MATERIAL FOR THE TASK:
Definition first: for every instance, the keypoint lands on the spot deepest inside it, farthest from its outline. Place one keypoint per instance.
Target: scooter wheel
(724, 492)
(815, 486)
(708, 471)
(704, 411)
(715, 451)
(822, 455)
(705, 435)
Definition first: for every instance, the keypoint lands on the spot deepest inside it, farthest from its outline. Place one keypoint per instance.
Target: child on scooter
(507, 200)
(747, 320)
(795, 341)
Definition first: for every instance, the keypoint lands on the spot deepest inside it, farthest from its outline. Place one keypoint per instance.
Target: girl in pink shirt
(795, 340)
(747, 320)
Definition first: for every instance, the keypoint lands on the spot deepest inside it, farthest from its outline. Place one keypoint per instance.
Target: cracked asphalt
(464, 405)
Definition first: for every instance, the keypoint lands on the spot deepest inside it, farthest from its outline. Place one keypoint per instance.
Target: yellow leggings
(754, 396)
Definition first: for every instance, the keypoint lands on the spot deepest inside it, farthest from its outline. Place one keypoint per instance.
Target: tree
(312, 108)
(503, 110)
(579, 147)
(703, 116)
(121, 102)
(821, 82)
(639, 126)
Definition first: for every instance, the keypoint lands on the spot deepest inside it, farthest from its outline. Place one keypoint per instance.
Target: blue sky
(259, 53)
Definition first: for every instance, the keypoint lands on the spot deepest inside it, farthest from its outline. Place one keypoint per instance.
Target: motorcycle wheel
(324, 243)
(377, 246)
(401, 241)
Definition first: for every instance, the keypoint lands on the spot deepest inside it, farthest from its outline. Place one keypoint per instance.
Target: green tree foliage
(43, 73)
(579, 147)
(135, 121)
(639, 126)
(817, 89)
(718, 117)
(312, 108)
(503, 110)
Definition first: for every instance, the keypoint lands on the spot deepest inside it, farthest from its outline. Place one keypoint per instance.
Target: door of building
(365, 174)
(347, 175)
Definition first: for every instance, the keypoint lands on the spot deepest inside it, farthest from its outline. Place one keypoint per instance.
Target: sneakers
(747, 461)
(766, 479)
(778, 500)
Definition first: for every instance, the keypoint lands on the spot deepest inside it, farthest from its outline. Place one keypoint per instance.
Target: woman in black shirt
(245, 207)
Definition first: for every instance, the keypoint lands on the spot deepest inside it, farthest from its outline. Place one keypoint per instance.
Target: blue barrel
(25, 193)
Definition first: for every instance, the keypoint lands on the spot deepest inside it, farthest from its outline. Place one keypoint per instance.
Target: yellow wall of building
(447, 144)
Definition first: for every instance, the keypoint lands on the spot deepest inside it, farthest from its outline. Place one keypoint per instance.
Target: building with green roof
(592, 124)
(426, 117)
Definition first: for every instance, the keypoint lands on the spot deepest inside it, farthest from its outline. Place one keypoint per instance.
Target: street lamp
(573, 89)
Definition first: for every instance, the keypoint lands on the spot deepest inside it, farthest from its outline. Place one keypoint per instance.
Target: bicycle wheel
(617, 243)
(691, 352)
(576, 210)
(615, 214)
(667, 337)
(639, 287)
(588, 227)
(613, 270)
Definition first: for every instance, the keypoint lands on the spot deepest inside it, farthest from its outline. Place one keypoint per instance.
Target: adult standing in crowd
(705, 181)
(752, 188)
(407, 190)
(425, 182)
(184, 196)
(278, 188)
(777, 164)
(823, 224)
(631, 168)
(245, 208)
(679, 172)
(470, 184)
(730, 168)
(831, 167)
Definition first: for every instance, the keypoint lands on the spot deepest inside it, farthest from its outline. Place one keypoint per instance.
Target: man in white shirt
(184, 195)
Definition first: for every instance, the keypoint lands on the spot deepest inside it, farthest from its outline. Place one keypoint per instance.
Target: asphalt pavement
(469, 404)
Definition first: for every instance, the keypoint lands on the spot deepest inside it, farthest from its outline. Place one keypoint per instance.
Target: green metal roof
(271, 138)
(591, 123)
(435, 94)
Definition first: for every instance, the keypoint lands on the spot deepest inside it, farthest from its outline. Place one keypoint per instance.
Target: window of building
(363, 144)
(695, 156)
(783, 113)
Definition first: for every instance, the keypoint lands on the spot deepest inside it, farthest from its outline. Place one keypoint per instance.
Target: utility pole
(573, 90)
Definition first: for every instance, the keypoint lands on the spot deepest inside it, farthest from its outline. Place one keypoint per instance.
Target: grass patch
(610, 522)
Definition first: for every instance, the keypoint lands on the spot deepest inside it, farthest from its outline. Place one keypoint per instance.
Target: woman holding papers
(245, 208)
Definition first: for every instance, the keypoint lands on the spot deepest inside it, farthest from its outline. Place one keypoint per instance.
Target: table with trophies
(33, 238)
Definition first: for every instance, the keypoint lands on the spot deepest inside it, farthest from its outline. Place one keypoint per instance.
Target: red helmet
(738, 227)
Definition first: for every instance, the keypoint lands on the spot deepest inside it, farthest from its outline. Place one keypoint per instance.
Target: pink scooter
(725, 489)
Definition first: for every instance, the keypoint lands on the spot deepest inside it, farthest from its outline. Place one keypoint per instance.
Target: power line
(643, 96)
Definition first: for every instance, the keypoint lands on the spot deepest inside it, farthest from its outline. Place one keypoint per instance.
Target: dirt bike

WRITTEN EXERCISE:
Please report every line in the records above that contains the word "asphalt".

FULL ANSWER:
Target: cracked asphalt
Target: asphalt pavement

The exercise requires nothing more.